= Beginning of Section =
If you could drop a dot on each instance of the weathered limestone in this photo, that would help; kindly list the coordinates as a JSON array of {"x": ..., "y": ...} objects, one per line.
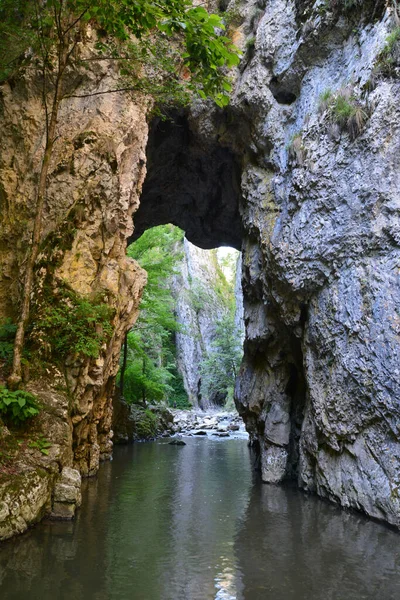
[
  {"x": 67, "y": 495},
  {"x": 94, "y": 184},
  {"x": 319, "y": 386}
]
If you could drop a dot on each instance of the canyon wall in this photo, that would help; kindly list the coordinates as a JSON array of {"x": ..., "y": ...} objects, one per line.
[
  {"x": 94, "y": 184},
  {"x": 309, "y": 191},
  {"x": 201, "y": 301},
  {"x": 319, "y": 384}
]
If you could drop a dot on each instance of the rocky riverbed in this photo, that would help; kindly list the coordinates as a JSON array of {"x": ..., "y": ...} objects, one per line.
[{"x": 207, "y": 423}]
= End of Section =
**WHAT IS REQUIRED**. Leaving out only the pictures, return the material above unchanged.

**COMPLETED TASK**.
If you could drop a dot on each instance of the weathered limestone in this photo, that would help; kindly list the coordinates as a JSON array of {"x": ..., "y": ...} objects, one per line.
[
  {"x": 67, "y": 495},
  {"x": 94, "y": 184},
  {"x": 319, "y": 386}
]
If you could drop a dot on each instance of the canyon wall in this photo, that would help; kindly list the coordinates as a JSON array of {"x": ..., "y": ...} objects, one per line.
[
  {"x": 94, "y": 184},
  {"x": 309, "y": 191},
  {"x": 201, "y": 301},
  {"x": 319, "y": 384}
]
If you could drop a dot on each instance of the rocky riverbed in this photo, that would help; kindly list the coordinates as a JSON array of {"x": ..., "y": ...} objects, one per line.
[{"x": 207, "y": 423}]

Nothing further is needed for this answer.